**WHAT THE TASK REQUIRES**: Copy out all the data, word for word.

* begin RECORD LIST *

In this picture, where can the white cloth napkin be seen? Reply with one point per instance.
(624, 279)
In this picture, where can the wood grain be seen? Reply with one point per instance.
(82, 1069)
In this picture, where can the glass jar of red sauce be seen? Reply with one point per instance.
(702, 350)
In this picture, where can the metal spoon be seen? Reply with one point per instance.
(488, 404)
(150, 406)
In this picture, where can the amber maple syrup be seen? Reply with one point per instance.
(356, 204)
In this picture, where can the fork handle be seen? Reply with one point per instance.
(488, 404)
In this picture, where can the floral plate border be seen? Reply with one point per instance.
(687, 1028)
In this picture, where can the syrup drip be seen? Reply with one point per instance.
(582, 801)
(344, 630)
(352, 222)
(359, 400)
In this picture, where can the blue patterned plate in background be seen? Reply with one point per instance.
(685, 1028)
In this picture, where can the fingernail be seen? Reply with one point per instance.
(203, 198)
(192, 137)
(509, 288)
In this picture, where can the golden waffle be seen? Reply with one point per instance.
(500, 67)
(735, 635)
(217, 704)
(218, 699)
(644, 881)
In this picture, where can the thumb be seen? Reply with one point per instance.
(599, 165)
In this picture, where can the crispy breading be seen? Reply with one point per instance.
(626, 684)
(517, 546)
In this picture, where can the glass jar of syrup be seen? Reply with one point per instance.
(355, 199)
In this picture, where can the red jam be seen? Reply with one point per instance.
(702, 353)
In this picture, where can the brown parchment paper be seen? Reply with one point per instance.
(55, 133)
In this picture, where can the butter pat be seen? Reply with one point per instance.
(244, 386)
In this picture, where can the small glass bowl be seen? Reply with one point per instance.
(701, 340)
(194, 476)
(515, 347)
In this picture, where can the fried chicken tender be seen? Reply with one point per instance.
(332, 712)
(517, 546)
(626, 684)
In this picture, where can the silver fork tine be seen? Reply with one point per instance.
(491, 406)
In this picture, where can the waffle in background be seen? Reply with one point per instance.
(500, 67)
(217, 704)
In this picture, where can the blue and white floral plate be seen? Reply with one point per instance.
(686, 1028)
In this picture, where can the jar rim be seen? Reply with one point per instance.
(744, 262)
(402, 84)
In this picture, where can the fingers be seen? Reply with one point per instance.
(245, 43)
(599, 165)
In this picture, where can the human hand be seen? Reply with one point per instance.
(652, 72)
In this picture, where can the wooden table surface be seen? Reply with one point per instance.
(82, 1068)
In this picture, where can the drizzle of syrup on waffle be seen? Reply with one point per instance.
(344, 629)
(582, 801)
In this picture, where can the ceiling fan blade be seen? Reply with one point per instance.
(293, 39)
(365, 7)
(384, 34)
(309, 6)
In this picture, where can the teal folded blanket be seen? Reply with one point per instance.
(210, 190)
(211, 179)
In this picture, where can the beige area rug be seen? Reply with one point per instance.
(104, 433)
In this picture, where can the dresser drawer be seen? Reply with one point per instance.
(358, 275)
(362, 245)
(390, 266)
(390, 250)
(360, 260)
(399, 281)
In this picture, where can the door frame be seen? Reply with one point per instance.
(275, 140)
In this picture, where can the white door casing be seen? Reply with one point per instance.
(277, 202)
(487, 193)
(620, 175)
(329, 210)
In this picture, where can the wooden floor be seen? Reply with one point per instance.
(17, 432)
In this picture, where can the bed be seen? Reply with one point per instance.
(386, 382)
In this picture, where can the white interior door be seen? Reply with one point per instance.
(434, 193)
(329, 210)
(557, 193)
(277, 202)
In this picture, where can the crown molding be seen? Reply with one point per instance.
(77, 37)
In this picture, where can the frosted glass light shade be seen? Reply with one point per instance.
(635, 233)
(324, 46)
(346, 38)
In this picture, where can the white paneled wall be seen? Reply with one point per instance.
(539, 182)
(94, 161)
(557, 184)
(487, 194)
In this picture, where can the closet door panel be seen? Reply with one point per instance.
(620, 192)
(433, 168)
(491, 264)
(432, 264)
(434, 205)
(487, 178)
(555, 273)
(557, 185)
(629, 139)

* end RECORD LIST *

**EXERCISE OUTPUT**:
In this picture, where can the white cloth napkin be seen? Reply with one point per instance.
(624, 279)
In this picture, where can the wood grain be seen? Reply with one point per instance.
(82, 1069)
In this picture, where can the glass jar of red sauce be seen? Reply with one point per instance.
(702, 350)
In this picture, where can the metal spoon be seen? Reply with one point per instance.
(488, 404)
(150, 406)
In this picture, where can the amber maple syrup be seen? Reply with one point per instance.
(356, 204)
In this picture, where can the fork handle be seen? Reply with one point per instance.
(488, 404)
In this picture, where can the floral plate border be seen? Reply with one point per instance.
(687, 1028)
In this picture, where can the syrup drip be seen? Reply with one point per instance.
(582, 801)
(344, 630)
(352, 222)
(359, 400)
In this picture, where can the blue patterned plate in background be seen? Reply with one point per instance.
(685, 1028)
In this picture, where can the fingernail be seen? Reply with one point per instance.
(203, 198)
(192, 137)
(509, 288)
In this picture, where can the golden waffle be seen? Reply with one point per instance.
(500, 67)
(735, 635)
(217, 704)
(218, 699)
(644, 881)
In this picture, where can the thumb be seen? Reply with one point per instance.
(599, 165)
In this picture, where can the crispy breading be seen? Reply with one point per instance.
(626, 684)
(517, 546)
In this picture, where can the glass jar of syrup be seen? Reply with one point per instance.
(355, 199)
In this picture, where can the red jam be seen? Reply with one point per instance.
(702, 353)
In this picture, where can the brown parchment paper be seen? Reply with one point per instance.
(55, 133)
In this picture, where can the butter pat be seen? Reply with one point per instance.
(244, 386)
In this picture, where can the small glass bowl be seen? Reply with one point per instance.
(701, 340)
(194, 476)
(515, 347)
In this picture, where can the fried chicken tender be seen? Reply with one point per instance.
(332, 712)
(517, 546)
(626, 684)
In this picture, where can the silver fork tine be seen? Reply with one point per instance.
(491, 406)
In this picture, where can the waffle in background be seen? Reply with one point per instance.
(500, 67)
(217, 704)
In this picture, where can the blue and white floral plate be seen? Reply with one point per instance.
(686, 1028)
In this picture, where can the jar rim be seen? Reply with one point per instance.
(744, 262)
(402, 84)
In this picture, where can the fingers be seen? Reply with one point per instance.
(245, 43)
(599, 165)
In this picture, where can the human hand be seen? Reply with one point per instance.
(652, 72)
In this picture, where can the wooden table surface be seen? Reply with one point per instance.
(82, 1068)
In this picture, where can the drizzle of syrup on waffle be seen? Reply with one point per instance.
(344, 629)
(582, 801)
In this picture, where can the ceiling fan blade be seen? Reply with one point per instance.
(293, 39)
(365, 7)
(384, 34)
(309, 6)
In this picture, where can the teal folded blanket be seen? Reply with one point per instance.
(210, 190)
(211, 179)
In this picture, where can the beige area rug be seen? Reply with one point per instance.
(104, 433)
In this picture, where can the dresser drawer be seen? Reply with one point per instance.
(358, 275)
(362, 245)
(390, 266)
(390, 250)
(360, 260)
(399, 281)
In this picture, where can the door frame be seen? Reply with one point per instance.
(275, 140)
In this picture, where can the white door casing be seen? Reply with one point per instance.
(277, 202)
(487, 193)
(620, 175)
(329, 210)
In this picture, where can the wooden floor be seen? Reply with one point per instance.
(17, 432)
In this picture, where can the bed be seen? Reply with one point per instance.
(386, 382)
In this picture, where can the white interior door be seen? Reply with one point per instance.
(434, 193)
(329, 210)
(557, 193)
(277, 202)
In this picture, where can the crown molding be seen? Reply with one point per instance.
(77, 37)
In this picture, where can the frosted glass light shade be seen? Reply with one point per instance.
(635, 233)
(324, 46)
(346, 38)
In this picture, where can the white paneled wall be seen? Reply with one point per instance.
(539, 182)
(94, 161)
(557, 184)
(487, 194)
In this picture, where can the closet door panel be seen? Reply with one point per instance.
(620, 192)
(433, 168)
(491, 264)
(432, 264)
(434, 205)
(487, 178)
(555, 273)
(557, 185)
(629, 139)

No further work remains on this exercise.